◆ Goal ◆
Reproduce the lines word for word, beginning at the line that contains "point_to(query) returns one keypoint per instance of the mossy" and stopping after the line that contains "x=706, y=278".

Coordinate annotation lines
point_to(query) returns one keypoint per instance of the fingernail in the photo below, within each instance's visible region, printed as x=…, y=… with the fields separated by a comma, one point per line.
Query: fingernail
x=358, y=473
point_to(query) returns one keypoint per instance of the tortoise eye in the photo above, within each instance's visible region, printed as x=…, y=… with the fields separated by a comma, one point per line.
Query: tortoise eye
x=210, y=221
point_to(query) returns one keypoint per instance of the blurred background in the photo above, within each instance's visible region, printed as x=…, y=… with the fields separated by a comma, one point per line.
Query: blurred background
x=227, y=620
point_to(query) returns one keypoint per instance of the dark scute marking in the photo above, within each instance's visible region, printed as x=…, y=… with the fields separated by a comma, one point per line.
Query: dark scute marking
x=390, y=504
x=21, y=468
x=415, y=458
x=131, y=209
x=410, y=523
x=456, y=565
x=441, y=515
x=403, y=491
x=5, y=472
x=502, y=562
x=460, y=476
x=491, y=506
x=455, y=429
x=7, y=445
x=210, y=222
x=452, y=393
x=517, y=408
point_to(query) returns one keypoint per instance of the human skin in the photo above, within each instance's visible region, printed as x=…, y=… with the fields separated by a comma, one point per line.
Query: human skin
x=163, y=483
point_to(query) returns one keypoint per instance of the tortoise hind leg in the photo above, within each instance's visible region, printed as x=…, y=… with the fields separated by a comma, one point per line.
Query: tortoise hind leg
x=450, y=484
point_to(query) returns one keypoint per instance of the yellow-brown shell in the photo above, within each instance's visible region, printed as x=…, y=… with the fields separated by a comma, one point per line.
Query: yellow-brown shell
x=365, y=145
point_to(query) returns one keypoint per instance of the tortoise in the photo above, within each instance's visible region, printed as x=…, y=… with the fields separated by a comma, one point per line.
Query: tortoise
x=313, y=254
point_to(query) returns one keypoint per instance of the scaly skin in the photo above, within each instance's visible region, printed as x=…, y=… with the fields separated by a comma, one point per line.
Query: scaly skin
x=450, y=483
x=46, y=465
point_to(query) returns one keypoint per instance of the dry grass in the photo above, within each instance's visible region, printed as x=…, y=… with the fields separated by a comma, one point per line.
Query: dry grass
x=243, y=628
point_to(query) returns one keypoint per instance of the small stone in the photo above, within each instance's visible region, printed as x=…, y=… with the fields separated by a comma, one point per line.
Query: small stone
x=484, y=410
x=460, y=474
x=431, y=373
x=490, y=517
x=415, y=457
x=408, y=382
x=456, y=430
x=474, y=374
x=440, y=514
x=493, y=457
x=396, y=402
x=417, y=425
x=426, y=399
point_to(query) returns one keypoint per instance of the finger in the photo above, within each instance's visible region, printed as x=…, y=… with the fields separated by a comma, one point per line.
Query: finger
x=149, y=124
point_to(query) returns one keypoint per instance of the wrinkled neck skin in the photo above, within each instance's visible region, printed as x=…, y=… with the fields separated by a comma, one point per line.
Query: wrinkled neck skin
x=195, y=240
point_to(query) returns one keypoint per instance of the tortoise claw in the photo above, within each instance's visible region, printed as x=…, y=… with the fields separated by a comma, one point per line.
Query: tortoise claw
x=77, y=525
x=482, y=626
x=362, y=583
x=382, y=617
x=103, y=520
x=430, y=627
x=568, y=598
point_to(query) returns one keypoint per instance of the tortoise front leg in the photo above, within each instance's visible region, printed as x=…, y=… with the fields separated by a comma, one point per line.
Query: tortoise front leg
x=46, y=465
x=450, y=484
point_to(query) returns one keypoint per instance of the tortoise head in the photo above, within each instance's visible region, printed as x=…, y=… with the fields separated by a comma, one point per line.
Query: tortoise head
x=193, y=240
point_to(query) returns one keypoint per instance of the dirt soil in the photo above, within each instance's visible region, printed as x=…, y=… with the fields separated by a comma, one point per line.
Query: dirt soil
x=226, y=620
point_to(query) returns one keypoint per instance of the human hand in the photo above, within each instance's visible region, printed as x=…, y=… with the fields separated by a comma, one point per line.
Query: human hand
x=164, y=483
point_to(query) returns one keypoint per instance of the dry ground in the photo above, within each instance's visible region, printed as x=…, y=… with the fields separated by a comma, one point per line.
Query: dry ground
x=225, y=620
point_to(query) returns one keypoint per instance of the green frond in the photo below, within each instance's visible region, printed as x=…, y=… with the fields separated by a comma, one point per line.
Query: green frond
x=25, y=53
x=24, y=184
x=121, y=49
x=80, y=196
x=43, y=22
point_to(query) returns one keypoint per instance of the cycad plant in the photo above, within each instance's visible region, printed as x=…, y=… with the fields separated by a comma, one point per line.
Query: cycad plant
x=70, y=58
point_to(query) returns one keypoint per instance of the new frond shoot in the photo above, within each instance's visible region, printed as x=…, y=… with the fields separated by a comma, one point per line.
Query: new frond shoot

* * *

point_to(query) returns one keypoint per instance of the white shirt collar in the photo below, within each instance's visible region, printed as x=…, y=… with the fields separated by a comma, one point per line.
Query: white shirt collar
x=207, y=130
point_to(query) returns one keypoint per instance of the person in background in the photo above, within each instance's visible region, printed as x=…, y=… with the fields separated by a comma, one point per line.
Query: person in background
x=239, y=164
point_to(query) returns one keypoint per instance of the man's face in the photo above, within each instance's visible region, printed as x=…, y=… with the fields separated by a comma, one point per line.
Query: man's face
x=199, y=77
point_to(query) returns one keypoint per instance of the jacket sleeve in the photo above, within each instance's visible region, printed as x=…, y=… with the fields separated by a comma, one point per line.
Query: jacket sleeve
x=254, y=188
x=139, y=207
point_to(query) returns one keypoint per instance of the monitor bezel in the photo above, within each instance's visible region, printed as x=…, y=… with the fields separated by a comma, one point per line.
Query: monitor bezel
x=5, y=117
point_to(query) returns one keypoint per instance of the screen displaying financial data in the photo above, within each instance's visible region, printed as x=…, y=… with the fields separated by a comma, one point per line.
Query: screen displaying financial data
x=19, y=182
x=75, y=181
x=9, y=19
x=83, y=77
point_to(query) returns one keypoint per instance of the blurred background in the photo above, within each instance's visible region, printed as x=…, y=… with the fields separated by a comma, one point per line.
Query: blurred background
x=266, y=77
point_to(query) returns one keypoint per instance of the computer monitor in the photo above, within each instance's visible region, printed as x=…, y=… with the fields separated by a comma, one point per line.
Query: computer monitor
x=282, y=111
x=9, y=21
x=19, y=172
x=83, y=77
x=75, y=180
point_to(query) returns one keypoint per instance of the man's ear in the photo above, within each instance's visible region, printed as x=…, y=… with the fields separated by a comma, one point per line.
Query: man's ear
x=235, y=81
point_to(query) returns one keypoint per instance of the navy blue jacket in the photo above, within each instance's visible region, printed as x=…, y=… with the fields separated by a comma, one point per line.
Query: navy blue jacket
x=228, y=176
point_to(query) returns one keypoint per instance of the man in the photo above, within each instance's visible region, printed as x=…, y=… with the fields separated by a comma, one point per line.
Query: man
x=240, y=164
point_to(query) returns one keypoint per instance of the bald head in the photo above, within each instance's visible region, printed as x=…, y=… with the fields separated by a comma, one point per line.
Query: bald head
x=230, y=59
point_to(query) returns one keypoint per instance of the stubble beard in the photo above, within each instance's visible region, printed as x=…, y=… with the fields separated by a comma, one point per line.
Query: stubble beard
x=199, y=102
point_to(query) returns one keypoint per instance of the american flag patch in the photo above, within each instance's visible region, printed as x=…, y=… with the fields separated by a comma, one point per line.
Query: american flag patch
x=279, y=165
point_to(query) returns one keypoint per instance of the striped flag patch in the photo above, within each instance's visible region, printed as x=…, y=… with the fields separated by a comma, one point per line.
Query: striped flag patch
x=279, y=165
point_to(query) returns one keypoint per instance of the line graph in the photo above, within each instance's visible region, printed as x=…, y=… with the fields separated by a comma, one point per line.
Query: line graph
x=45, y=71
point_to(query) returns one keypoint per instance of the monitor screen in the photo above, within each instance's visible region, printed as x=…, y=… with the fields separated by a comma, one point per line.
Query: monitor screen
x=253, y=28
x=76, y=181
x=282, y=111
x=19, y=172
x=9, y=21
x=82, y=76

---

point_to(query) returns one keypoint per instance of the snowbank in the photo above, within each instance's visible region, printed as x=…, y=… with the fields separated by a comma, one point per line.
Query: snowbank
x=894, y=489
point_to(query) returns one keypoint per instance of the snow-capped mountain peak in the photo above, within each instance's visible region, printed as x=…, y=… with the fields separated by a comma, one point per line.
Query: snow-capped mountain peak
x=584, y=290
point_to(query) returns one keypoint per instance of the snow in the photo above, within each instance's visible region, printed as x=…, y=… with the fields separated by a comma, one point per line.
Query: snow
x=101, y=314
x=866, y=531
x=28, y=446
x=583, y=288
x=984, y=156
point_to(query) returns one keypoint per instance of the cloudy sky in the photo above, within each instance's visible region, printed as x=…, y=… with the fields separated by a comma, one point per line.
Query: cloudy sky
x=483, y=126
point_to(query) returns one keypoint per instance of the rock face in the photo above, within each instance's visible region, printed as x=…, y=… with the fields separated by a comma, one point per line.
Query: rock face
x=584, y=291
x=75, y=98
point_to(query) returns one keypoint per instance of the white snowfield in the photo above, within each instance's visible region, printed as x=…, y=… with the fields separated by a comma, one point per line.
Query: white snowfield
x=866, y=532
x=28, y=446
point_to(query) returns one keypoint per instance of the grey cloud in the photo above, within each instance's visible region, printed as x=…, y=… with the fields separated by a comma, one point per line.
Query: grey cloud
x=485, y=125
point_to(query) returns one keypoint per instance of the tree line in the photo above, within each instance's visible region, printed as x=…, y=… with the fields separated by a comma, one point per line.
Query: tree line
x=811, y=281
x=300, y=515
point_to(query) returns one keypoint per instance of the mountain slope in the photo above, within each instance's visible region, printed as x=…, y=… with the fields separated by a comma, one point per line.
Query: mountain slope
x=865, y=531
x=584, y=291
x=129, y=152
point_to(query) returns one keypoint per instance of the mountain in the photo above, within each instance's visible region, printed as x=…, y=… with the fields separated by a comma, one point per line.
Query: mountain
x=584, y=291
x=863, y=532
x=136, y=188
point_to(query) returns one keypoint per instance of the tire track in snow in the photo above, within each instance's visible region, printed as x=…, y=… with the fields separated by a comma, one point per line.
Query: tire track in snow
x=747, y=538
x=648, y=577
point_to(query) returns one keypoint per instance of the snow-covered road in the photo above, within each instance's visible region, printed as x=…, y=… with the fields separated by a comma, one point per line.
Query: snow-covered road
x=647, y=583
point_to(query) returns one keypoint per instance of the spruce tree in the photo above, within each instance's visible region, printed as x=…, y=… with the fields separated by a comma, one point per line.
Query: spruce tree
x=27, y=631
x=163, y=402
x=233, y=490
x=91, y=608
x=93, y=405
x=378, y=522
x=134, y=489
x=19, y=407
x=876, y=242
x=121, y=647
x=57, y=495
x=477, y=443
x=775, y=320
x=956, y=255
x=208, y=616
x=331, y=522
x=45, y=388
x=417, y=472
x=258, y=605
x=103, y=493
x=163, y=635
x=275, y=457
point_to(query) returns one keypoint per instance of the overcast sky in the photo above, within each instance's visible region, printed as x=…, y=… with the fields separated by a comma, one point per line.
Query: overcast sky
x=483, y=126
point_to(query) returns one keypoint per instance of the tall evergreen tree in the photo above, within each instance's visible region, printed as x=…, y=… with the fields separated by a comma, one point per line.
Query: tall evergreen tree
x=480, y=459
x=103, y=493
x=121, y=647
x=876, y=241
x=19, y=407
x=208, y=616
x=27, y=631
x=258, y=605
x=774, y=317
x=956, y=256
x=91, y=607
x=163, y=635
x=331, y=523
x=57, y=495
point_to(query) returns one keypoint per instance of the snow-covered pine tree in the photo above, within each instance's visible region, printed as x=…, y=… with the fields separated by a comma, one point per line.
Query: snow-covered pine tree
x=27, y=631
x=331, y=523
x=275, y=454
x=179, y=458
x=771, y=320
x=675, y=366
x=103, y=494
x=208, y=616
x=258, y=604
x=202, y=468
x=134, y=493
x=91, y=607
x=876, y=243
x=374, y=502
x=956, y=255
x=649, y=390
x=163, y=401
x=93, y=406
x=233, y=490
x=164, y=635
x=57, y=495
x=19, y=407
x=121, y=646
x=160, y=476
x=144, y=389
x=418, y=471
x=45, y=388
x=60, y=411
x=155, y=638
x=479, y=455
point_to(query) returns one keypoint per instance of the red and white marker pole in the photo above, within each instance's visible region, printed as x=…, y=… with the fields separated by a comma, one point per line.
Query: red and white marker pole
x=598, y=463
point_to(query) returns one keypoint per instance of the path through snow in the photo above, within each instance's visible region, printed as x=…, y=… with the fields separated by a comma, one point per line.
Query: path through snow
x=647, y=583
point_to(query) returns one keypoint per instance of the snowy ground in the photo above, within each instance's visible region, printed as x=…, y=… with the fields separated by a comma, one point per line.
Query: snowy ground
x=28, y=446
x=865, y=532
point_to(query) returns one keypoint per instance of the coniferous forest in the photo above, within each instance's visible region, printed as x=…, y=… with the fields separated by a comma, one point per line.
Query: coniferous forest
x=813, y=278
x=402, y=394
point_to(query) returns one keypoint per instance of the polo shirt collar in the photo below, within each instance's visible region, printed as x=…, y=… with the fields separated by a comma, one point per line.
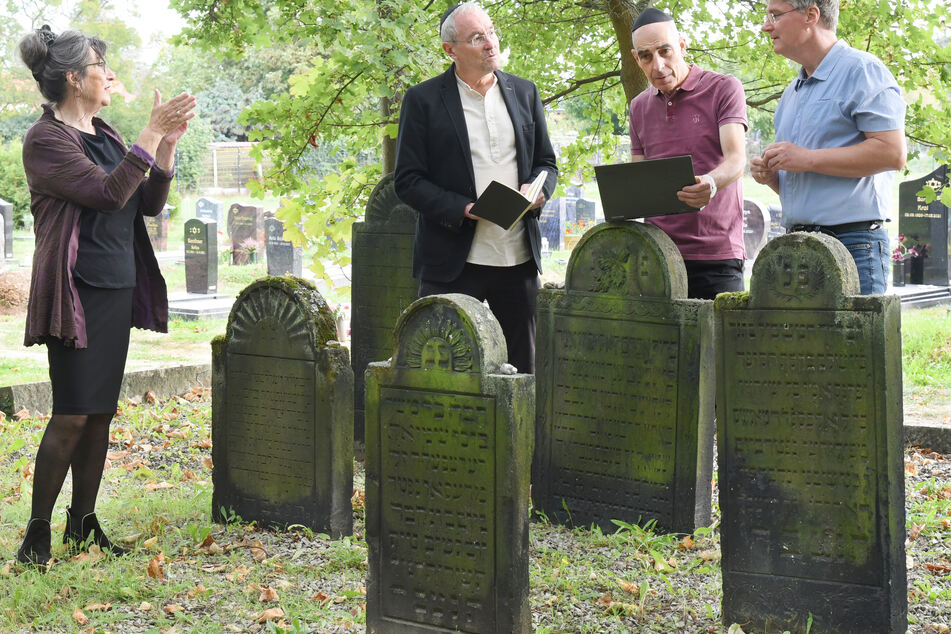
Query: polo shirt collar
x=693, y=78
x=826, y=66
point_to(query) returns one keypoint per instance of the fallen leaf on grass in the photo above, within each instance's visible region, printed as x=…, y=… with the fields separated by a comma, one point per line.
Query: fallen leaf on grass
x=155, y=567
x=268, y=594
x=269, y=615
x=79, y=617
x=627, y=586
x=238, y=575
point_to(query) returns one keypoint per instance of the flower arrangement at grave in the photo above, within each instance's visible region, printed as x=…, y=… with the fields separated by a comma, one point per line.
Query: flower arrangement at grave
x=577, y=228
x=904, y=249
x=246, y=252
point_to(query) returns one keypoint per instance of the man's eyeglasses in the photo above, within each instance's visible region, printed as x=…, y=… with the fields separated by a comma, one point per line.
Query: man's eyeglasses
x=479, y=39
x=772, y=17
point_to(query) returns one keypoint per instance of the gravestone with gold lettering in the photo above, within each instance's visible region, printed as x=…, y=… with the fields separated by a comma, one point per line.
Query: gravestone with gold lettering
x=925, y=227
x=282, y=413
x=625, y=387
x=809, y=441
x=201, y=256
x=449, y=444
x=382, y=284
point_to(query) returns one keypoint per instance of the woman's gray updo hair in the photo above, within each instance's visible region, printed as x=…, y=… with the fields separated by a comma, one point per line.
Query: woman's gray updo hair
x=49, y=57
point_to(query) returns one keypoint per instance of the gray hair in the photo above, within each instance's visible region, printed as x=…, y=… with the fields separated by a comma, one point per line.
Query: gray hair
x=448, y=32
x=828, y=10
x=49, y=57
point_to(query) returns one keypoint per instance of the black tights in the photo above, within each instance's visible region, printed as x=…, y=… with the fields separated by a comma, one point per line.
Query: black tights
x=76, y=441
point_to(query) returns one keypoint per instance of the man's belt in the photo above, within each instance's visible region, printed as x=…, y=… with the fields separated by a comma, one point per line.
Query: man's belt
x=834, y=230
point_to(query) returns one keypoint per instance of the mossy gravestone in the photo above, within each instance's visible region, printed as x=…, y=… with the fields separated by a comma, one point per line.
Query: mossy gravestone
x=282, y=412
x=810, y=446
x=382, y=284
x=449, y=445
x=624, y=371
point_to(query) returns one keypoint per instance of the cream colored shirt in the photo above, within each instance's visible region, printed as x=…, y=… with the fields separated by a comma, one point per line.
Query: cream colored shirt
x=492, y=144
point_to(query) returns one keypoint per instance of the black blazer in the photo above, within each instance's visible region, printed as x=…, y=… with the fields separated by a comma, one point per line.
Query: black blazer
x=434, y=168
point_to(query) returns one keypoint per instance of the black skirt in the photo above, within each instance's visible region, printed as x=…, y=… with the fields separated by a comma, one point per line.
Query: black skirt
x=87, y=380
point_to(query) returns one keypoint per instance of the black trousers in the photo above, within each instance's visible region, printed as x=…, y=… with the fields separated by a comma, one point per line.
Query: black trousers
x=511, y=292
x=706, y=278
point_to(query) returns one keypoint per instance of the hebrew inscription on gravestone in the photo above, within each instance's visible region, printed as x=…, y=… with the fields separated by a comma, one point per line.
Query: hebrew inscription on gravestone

◆ Exercise answer ◆
point_to(query) returns one keypoint per instance of the mossy gravestone in the photo above, within each instance's visible region, printed as x=…, y=… with the fields separated by a comma, one point per line.
Query: mossy gravestone
x=282, y=412
x=810, y=446
x=382, y=284
x=449, y=445
x=624, y=371
point_to(query) returns one keypoint per instance of the cream colored shirt in the photo above, within each instance's visible region, printed as x=…, y=… with the fields separated by a comma, one point per line.
Query: cream colored shirt
x=492, y=144
point_to(query) returns one keypoint per instance of the black blazer in the photo above, within each instance's visible region, printed as x=…, y=… with the fields separated by a comma, one point per line.
Query: black blazer
x=434, y=168
point_to(query) returns one keypoint per instance of the black skirt in the photo above, within each instance's visible region, printed as x=…, y=… with the fields separated by a comma, one point per line.
Query: black skirt
x=87, y=380
point_to(query) returns one keypoint per instance of the black trousers in the photo above, within each instance's visible region, printed as x=…, y=… with the fields separated by a comma, one point per line.
Query: black trousers
x=511, y=292
x=706, y=278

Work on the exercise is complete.